What you need to do: Below are some records; reproduce them exactly.

Input records:
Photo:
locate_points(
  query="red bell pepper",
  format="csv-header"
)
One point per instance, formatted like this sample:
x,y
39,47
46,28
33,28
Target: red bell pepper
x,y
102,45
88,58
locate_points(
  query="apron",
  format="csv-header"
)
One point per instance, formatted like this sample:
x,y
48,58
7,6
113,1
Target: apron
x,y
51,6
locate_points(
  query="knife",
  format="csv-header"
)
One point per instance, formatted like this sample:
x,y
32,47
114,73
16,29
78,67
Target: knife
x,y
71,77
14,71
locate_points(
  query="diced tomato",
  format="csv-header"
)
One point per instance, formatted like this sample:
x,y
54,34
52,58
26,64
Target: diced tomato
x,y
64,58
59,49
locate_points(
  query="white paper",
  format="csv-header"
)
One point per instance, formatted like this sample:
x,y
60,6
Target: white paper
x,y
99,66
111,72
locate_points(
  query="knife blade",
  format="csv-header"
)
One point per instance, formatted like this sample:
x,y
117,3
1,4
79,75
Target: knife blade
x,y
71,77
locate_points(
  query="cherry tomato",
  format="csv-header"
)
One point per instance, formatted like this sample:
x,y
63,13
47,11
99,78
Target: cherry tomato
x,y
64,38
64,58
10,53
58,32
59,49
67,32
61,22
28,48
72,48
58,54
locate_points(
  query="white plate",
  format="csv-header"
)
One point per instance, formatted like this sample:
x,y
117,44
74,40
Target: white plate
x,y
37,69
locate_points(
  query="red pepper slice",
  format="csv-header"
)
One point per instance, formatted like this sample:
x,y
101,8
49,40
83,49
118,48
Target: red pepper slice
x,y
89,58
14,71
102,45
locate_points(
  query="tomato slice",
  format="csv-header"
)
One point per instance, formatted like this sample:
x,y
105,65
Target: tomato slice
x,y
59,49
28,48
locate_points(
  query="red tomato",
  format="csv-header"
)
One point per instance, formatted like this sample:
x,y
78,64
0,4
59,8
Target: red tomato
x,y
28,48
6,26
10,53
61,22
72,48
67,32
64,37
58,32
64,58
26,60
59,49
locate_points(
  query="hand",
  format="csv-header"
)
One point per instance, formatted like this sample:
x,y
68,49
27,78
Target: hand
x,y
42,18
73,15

Answer to the exercise:
Photo:
locate_points(
  query="red bell pepper",
  format="csv-header"
)
One point per instance, formatted like this sample:
x,y
39,47
46,28
33,28
Target: red bell pepper
x,y
102,45
88,58
locate_points(
  query="apron",
  format="csv-header"
)
One point per instance, formatted like this sample:
x,y
48,58
7,6
113,1
Target: apron
x,y
51,6
locate_points(
  query="knife",
  format="csv-header"
)
One point per instance, formatted like this sample:
x,y
32,47
114,73
16,29
78,67
Target: knife
x,y
71,77
14,71
locate_points(
  query="diced tomato",
  format="csv-header"
)
One point per instance, formatted like this sample:
x,y
54,34
52,58
26,64
Target: diced tomato
x,y
64,58
59,49
locate_points(
  query="white paper",
  format="csv-header"
)
One point per instance, formatted like this sample:
x,y
60,6
Target: white paper
x,y
99,66
111,72
locate_points(
  query="knife blade",
  format="csv-header"
)
One point per instance, formatted like this sample:
x,y
117,3
1,4
79,75
Target: knife blade
x,y
71,77
locate_points(
  query="cherry tomato",
  format="csv-header"
)
One point per instance, formatted like this sample:
x,y
63,13
47,11
99,78
Target: cherry tomato
x,y
64,38
64,58
10,53
58,32
59,49
67,32
61,22
28,48
72,48
58,54
locate_points(
  query="white plate",
  format="csv-header"
)
One point per instance, formatted like this sample:
x,y
117,44
74,40
Target: white plate
x,y
37,69
locate_points(
  query="red pepper slice",
  format="csv-header"
)
One point per instance, formatted like this sample:
x,y
101,8
49,40
83,49
118,48
Target: red pepper slice
x,y
89,58
14,71
102,45
locate_points(
  query="tomato slice",
  format="csv-header"
)
One point per instance, formatted like this sample:
x,y
105,65
Target: tomato slice
x,y
59,49
28,48
locate_points(
  query="red tomato",
  format="csv-header"
)
One point per instance, formatted like this sample:
x,y
78,64
0,4
59,8
Target: red tomato
x,y
28,48
6,26
10,53
61,22
72,48
67,32
64,37
58,32
64,58
26,60
59,49
locate_points(
  query="hand",
  format="csv-header"
)
One point per instance, formatted like this sample:
x,y
68,49
27,78
Target: hand
x,y
42,18
73,15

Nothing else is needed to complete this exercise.